Start of Selected excerpt

Gremlin Sound Proofs Chaotic Pods in Kubernetes Clusters
Honeycomb sponsored The New Stack’s coverage of Kubecon+CloudNativeCon North America 2020.
Kubernetes has become a sort of myth. Originating from the Greek word for helmsman or pilot, the word “Kubernetes” evokes in tech executives as something that steers and accelerates their containerized workloads in some magical way. The hard truth is Kubernetes still requires a lot of effort to fly safely in the right direction.
A whole segment of the IT industry has been established around making Kubernetes easier and safer to drive. You actually have to experiment with it a lot to understand your system to make sure it works the way you expect it to. And it’s never just your piece of the complex orchestration. Hundreds of different ephemeral services can collide in a single cluster, with shared CPU, memory and security permissions. It makes for a lot of noise that can be frankly chaotic.
This week for Kubecon+CloudNativeCon North America, Gremlin system chaos testing provider has updated its chaos engineering platform to deploy targeted chaos engineering on isolated objects to make sure that the whole Kubernetes environment can handle if something happens to that one object, allowing engineers to build confidence and understanding around their Kubernetes deployments.
In effect Gremlin can soundproof individual pods so if a service bumps into a neighboring service from another team, performance doesn’t suffer. And, on the flip side, the chaos-dropping devs can then zero in on the specific services they are testing for resilience. Besides the benefits of being able to proactively understand how Kubernetes will behave in production, the platform offers the ability to perform more granular attacks on specific services.

End of Selected excerpt
Start of Record extracts

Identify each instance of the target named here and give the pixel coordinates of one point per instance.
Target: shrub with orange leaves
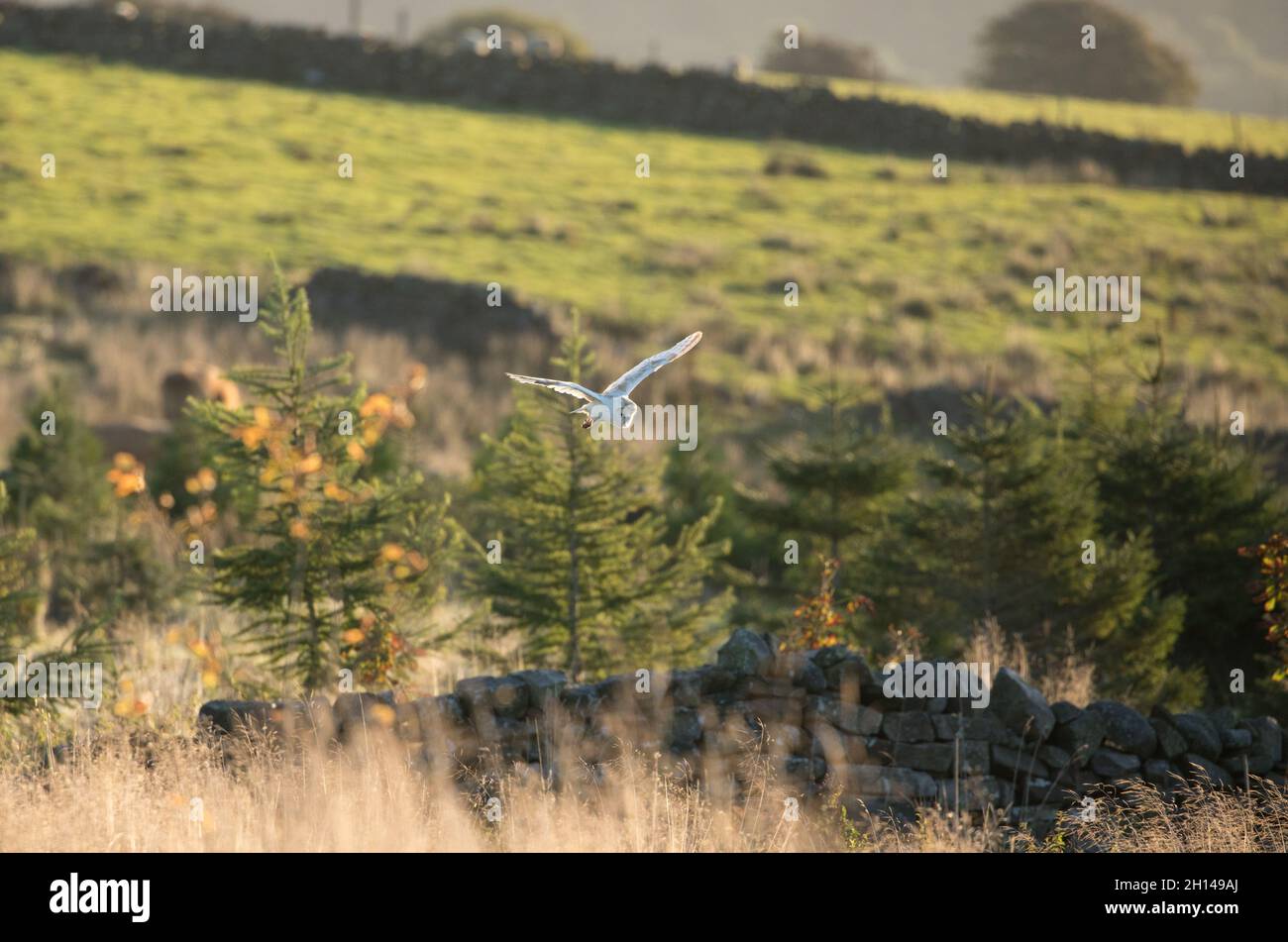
(339, 556)
(816, 622)
(1273, 593)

End of Record extracts

- **Explore the material**
**1)** Reproduce word for word everything in the article on Gremlin's Kubernetes chaos testing from "A whole segment" down to "be frankly chaotic.".
**2)** Extend the article on Gremlin's Kubernetes chaos testing, starting right after its final sentence.

- **Solved tasks**
**1)**
A whole segment of the IT industry has been established around making Kubernetes easier and safer to drive. You actually have to experiment with it a lot to understand your system to make sure it works the way you expect it to. And it’s never just your piece of the complex orchestration. Hundreds of different ephemeral services can collide in a single cluster, with shared CPU, memory and security permissions. It makes for a lot of noise that can be frankly chaotic.

**2)**
Lorne Kligerman, Gremlin’s senior director of product, told The New Stack that typically adoption of Gremlin begins with one team within an organization. Before now, shared resources in Kubernetes meant that when you targeted a Kubernetes deployment, the chaos could potentially rain down on other containers too. While there’s a time and a place to run experiments on an entire cluster, engineering teams often want to get specific without affecting tangent services or applications.
As Kligerman explains in a blog post:
Kubernetes allows for packing multiple pods onto a single node and scaling out each pod individually without impacting neighboring pods. Horizontal Pod Autoscaling (HPA) helps squeeze more utilization out of your infrastructure by scaling out only pods that have reached their resource limits, saving costs versus scaling out entire applications. Resource Limits prevent containers from over-utilizing resources and disrupting other services that share a node. However, if applications aren’t tested for HPA and resource limits, it’s difficult to determine if your application is decoupled enough to scale out pods independently and to know if noisy neighbors can still break services sharing the same node.
“Customers can now experiment on one service at a time in a multitenant cluster and be confident that only that service will be impacted so that they can make sure that they are diagnosing the problems that they are looking for, not just the unknown,” Kligerman said.
“Failure is going to happen. What’s important is: Can your system mitigate that failure for what’s important to you?” — Lorne Kligerman, Gremlin
Gremlin does this within isolated control groups called cgroups, as a way to isolate resource contacts to a container, based on a process rather than a machine. By being able to get very granular, you can actually make sure that you’ve architected Kubernetes in a way that means one application spiking the CPU or memory usage, for example, doesn’t impact other applications on the same cluster.
A common use case can be two teams with 20 services each that don’t realize they are in the same cluster. One team is using Gremlin while the other isn’t. They can be in for a surprise.
Kligerman said this feature has been particularly popular among their most engaged customers in the financial space which sees clusters getting larger and larger with hundreds of services across their clusters and nodes.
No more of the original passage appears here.